Yeh stem length is what I'm concerned in finding so it feels/fits right. I've already got some Schwalbe HS 338's in 28x2.35 on the way, should be here Friday.

I really think I'm not going to go with Mustache bars like he has and go with either the VO Porteurs or the Soma Oxfords. I don't want to exactly copy his bike anyways, but it's just the first bike I saw pics of that is what I've been wanting to do to mine since I thought of it.

I live in Florida so sadly our off-road options are limited and not all that fun IMO on a rigid SS, other than the grass trails around the single track which is really rooty and technical, I like fast and rolling better, also nothing closer to me than about an hour and half away so not that convenient to go ride anyways. We do have some great paved trails right where I live and I'm really close to the beach so I like to ride out there so this type of a setup would be much better for me really.

Yeh I realized his was a 26", I had a 26" cruiser I sold to buy this bike, I really like the 29er other than there not being as many tire options to choose from, but when those big wheels get to turning the momentum they maintain is much better especially in the SS than my Cruiser, or my old 26"mtb I used to have and I can't wait to get the HS338's on there should be even better, other than I'll prob spin out faster since I'm running 33x18 now which might be a down the road project to change after I get this all setup and done and see how it works, since it will be mostly on-road vs off-road, but I'd rather spin out than crank my knee so IDK.


----------



## danraley41 (Oct 12, 2011)

stubecontinued said:


> I really like the look of the porteurs, the curves are really pleasing to the eye. The oxfords were BIG, really long on the grip area. I used them because I was using bar-end shifters. I think for a bike that's primarily concerned with being sexy maybe go with the VO's? If you do, let us know how they work..


Thanks I def will and will post up some good bike-porn of it too, I'm trying to figure stem sizes now to go with the VO's and then find an inexpensive one to order.


----------



## Moozh (Jan 20, 2010)

I somewhat done this in the past to a couple of my bikes..my modest attempt nothing major but.

On-one Mary bars 25.4. schwalbe big apple 2.35", surly tensioner, SS road cranks (miche advanced 49t..hadda change out the spindle to a wider one to get clearance as the chainwheel and driveside crankarm made contact with the chainstay)..old setup for a summer two years back..









same bike with FSA metropolis and short stem..quite the bomber..









Or if you are not married to the moustache idea, hows about some simple arc'd bars? not on a MTB but just so you can get an idea..









not the best pic but this is how I have my steamroller set up at present:


















Those VeloOrange bars look like you've found the antidote to me..they look fantastic. Just be sure to get the right size for mtb brake levers so that you'll have no issues using your disk brakes. The stem clamp area states that i's 25.4 so you should not have any issues whatever locating a mtb stem to work..


----------



## vaultbrad (Oct 17, 2007)

Data shown:
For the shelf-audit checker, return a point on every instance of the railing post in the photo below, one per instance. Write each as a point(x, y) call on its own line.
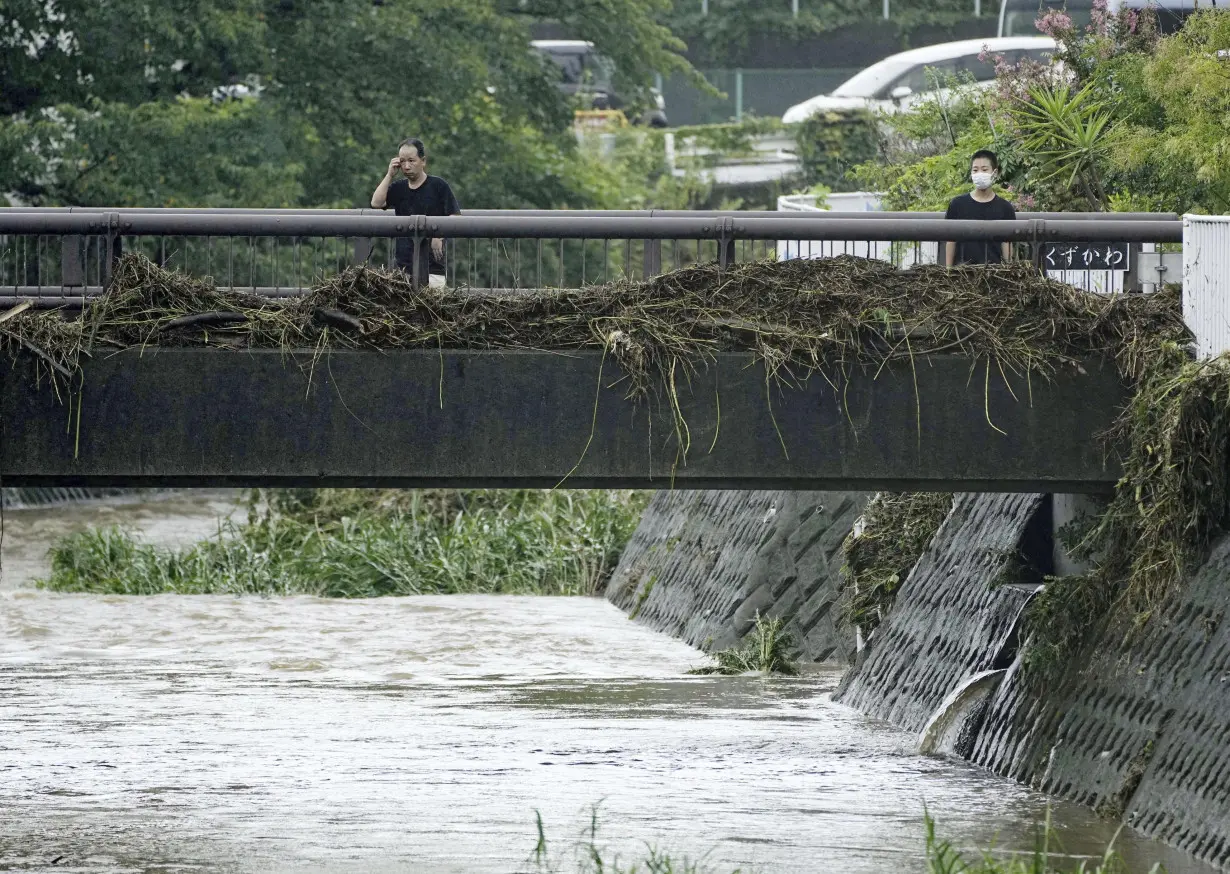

Written request: Reproduce the handlebar thread from the words "On-one Mary bars" through the words "stem..quite the bomber..".

Worked answer:
On-one Mary bars 25.4. schwalbe big apple 2.35", surly tensioner, SS road cranks (miche advanced 49t..hadda change out the spindle to a wider one to get clearance as the chainwheel and driveside crankarm made contact with the chainstay)..old setup for a summer two years back..









same bike with FSA metropolis and short stem..quite the bomber..